### Work to be completed
Reproduce, word for word, the stretch of the material from the line containing "the green bush" through its final line, including both of those lines.

### Excerpted records
+++++

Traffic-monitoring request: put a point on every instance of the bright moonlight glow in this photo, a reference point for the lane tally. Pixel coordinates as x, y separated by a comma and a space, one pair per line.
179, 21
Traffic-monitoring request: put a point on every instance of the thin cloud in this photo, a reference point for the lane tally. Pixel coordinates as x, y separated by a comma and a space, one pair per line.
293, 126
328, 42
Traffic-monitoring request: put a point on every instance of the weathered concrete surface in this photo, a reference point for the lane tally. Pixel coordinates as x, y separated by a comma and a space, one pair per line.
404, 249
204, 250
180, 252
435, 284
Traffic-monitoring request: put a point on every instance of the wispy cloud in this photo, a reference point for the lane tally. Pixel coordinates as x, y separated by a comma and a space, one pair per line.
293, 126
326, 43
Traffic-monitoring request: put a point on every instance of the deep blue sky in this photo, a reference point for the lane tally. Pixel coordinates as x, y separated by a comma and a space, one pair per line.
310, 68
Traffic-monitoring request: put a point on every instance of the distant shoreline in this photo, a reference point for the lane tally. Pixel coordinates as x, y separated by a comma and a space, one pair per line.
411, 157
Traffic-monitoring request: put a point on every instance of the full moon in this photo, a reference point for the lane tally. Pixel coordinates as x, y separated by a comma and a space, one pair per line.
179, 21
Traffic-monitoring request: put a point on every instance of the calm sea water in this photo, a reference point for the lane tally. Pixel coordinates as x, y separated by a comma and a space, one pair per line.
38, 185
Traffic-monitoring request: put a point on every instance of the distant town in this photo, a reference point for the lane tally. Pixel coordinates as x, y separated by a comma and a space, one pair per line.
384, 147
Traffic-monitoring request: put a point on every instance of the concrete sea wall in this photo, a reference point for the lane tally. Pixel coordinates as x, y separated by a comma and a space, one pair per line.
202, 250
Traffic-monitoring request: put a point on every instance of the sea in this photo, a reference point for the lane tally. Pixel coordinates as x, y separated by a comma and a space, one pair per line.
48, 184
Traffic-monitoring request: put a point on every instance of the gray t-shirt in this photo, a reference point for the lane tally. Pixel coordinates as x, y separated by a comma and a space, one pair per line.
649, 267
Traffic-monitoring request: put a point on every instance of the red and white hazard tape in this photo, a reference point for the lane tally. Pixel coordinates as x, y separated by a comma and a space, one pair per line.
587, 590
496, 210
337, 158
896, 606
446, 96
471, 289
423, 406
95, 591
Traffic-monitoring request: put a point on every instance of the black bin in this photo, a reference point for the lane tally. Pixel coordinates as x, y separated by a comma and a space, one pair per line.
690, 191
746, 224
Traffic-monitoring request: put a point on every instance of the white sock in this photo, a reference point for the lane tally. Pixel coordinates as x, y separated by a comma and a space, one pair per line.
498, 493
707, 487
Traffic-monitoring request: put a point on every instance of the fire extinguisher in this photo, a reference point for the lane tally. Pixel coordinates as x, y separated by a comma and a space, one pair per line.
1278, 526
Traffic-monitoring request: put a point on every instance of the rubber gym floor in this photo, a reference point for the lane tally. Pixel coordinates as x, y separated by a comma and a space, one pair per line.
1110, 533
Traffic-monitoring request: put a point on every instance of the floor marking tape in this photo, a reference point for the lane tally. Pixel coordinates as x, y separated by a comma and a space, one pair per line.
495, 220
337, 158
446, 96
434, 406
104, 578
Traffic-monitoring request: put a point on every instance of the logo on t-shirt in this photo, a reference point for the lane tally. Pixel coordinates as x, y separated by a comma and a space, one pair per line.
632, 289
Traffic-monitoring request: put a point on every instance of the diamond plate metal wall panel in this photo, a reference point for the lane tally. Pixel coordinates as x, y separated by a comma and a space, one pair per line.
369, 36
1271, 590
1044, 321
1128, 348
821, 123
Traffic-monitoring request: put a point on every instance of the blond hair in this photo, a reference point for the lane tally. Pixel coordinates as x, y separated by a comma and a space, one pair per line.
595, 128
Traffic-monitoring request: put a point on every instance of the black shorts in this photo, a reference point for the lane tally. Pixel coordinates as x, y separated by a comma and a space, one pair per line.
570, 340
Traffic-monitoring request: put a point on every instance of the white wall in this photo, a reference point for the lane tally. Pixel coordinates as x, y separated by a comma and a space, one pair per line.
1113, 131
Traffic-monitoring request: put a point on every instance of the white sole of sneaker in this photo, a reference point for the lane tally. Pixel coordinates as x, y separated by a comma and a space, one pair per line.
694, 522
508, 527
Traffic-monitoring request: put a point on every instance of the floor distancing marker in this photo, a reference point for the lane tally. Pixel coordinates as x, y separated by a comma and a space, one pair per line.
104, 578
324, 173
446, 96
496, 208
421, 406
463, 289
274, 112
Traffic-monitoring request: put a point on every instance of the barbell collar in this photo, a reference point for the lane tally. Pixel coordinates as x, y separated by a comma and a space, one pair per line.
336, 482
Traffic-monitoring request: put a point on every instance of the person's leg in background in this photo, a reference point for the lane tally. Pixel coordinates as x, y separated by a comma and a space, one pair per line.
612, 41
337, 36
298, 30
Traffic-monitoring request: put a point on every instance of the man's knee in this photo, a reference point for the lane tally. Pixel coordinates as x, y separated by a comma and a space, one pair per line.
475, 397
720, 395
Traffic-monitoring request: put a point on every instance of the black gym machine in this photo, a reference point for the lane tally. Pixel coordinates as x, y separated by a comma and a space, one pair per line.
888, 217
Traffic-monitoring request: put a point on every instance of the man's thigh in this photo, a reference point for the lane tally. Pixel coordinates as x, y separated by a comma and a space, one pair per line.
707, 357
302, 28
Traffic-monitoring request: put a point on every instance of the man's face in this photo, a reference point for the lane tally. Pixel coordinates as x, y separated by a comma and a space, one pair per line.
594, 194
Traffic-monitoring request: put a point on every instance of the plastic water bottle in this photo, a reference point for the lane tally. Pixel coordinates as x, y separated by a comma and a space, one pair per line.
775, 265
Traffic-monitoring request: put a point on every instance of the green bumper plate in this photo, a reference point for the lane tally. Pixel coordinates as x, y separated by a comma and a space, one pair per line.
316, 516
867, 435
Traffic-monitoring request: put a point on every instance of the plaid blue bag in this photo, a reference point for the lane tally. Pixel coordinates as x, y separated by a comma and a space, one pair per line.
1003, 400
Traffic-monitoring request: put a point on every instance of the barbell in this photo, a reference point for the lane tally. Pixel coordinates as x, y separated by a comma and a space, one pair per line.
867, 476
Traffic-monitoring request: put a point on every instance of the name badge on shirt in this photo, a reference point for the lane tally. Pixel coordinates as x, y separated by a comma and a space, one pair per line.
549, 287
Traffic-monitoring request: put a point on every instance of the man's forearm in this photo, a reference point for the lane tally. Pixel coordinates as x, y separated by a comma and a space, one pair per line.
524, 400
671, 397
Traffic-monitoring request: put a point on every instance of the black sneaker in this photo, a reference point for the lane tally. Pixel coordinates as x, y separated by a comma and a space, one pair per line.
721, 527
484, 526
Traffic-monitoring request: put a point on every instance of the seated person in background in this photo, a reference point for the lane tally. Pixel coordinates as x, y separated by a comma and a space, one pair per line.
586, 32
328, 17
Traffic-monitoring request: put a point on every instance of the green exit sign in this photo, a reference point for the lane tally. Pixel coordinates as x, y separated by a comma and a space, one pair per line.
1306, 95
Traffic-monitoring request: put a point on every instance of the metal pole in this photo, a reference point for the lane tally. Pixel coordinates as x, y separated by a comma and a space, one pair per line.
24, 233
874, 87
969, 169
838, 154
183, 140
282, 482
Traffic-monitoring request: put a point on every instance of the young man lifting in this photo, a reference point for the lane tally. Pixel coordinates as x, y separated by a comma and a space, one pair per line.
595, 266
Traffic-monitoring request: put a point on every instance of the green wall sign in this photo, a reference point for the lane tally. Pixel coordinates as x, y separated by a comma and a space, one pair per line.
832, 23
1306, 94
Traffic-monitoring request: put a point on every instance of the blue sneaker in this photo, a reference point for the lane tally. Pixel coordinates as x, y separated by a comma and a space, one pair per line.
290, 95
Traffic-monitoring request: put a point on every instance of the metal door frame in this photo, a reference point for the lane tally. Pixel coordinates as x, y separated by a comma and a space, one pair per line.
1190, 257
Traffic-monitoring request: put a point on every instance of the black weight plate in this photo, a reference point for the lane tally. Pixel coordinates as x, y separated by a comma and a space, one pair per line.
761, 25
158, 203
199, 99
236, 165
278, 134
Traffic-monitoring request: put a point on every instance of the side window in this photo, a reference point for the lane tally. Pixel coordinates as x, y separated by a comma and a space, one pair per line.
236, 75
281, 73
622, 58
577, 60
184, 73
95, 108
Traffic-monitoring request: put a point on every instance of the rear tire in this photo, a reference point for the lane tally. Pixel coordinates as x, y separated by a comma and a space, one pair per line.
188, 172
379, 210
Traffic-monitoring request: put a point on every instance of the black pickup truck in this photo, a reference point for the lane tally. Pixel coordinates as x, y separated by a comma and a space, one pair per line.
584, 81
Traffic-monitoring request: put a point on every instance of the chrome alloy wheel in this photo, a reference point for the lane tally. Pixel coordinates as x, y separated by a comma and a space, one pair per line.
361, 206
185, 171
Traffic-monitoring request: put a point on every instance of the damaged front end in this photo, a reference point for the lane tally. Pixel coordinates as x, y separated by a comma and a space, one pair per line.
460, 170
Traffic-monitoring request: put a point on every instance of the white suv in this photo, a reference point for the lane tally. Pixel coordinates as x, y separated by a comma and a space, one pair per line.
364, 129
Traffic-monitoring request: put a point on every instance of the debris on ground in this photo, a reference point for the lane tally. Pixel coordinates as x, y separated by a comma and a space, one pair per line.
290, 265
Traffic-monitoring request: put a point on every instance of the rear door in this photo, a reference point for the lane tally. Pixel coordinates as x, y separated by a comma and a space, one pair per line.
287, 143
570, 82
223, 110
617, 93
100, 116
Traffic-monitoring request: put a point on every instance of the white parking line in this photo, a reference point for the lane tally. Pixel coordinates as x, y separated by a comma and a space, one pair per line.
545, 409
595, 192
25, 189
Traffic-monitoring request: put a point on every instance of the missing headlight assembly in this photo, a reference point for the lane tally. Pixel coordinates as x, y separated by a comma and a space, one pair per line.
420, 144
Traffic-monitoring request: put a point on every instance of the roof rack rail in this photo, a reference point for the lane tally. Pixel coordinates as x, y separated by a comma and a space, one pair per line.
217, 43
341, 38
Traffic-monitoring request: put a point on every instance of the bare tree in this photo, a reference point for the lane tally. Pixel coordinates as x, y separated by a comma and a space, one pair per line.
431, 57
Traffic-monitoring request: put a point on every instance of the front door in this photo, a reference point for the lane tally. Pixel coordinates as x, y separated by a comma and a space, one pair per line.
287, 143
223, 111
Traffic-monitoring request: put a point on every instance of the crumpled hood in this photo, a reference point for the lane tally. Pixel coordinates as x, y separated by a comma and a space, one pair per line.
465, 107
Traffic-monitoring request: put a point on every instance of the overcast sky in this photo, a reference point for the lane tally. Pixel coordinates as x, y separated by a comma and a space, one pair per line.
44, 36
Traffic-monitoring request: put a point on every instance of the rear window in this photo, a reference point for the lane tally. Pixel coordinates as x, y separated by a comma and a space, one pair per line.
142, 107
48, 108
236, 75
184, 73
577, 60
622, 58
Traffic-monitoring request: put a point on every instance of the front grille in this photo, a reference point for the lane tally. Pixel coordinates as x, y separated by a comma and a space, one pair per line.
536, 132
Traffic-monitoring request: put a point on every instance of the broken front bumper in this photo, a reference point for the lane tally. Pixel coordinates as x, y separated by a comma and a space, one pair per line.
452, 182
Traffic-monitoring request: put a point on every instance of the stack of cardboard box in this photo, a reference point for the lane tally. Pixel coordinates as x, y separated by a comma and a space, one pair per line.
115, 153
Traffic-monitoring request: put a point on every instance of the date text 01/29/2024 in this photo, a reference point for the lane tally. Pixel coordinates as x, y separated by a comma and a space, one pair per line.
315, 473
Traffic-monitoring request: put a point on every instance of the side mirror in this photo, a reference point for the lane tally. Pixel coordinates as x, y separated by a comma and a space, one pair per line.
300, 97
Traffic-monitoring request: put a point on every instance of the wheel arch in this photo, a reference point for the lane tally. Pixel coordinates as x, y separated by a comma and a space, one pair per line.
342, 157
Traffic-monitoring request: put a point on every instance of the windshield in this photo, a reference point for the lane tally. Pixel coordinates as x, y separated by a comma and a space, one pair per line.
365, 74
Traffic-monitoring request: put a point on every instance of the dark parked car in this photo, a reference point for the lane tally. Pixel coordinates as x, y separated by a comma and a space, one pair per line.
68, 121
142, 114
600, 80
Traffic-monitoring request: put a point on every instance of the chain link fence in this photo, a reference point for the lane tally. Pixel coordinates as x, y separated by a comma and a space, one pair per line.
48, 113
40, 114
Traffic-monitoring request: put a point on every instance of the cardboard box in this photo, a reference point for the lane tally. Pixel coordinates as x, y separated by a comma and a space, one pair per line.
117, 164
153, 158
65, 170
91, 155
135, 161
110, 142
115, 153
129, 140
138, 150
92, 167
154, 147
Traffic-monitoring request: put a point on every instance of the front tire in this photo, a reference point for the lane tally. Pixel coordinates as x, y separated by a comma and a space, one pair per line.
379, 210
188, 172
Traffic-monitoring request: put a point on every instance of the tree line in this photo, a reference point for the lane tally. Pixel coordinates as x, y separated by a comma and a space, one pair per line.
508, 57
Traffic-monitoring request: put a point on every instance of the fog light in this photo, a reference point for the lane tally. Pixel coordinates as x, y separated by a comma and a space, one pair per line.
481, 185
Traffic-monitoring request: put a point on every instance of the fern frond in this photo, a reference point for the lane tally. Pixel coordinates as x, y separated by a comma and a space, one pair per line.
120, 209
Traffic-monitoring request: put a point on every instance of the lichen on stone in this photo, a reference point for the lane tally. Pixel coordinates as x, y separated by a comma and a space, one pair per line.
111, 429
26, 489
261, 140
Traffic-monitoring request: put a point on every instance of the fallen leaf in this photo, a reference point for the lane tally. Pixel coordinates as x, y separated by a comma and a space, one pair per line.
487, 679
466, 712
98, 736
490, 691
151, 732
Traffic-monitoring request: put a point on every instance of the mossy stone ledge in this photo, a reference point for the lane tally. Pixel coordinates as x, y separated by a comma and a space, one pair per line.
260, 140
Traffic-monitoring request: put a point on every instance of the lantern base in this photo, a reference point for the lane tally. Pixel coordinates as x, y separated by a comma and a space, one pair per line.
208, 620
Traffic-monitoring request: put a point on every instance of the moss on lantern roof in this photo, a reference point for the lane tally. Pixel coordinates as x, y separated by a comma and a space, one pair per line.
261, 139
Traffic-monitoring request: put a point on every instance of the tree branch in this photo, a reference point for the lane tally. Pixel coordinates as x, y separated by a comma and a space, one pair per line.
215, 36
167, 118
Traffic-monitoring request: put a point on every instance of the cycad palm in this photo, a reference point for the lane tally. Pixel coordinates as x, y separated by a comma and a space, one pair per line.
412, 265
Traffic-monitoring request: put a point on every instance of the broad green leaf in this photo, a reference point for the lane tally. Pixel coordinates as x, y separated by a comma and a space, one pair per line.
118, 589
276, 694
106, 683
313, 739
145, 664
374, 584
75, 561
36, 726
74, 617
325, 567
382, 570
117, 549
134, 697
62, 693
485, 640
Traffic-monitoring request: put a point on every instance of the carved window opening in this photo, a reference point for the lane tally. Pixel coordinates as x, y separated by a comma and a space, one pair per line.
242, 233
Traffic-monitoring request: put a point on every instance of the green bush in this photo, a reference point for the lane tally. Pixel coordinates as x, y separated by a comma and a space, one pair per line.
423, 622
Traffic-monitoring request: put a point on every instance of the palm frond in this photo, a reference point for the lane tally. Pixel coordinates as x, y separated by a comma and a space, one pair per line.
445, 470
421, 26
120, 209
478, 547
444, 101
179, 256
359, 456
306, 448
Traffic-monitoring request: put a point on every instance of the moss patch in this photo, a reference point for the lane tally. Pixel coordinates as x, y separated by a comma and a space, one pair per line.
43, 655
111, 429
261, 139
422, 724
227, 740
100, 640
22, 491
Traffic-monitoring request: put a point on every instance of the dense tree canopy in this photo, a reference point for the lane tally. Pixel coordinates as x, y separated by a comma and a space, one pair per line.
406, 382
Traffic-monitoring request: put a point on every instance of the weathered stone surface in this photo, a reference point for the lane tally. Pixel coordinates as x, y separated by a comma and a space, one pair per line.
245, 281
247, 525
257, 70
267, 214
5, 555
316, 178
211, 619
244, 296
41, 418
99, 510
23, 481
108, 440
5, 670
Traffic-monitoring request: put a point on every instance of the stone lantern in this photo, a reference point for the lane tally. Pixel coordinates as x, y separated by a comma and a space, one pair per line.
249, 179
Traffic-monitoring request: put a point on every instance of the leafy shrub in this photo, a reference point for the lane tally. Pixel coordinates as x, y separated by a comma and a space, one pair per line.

+++++

### Task answer
Traffic-monitoring request: put a point on every instance of the green bush in this photo, a reference point for the lane tally. Pixel coordinates as x, y separated by a comma and a space, one pair per line.
423, 622
Traffic-monitoring request: put a point on every instance of the palm frond in this photo, a reference point for the lane tally. Pixel coordinates as x, y separated by a comma and a space, one pair per line.
445, 470
421, 26
120, 209
478, 547
444, 101
179, 256
359, 456
306, 448
Traffic-monitoring request: put a point on every instance of the moss patch in this photo, a reference point for the lane tally. Pixel coordinates as x, y separated by a comma and a space, one pair per line.
43, 655
111, 429
261, 139
422, 724
227, 740
100, 640
22, 491
Traffic-monitoring request: put a point on every instance of the dense tree canopy in this photo, a reference point for the lane tally. Pixel coordinates as x, y separated by a comma and a space, one pair per line.
406, 382
Traffic-monitoring request: put a point on every instance of the weathered stone surface in this photo, a reference point for the lane tally. Pixel coordinates as x, y separated by a comma and a space, one pair per line.
245, 281
247, 525
257, 70
267, 214
5, 555
316, 178
211, 619
244, 296
41, 418
99, 510
23, 481
108, 440
5, 670
Traffic-monitoring request: put a point on every instance of the stone lantern in this photo, a reference point for the lane tally. Pixel coordinates as x, y separated by a comma and a space, one pair per line.
249, 179
Traffic-monitoring request: put a point on every instance of the leafy shrub in this photo, a reference point for the lane tally. Pixel coordinates as x, y separated by a comma and a space, one pair per line.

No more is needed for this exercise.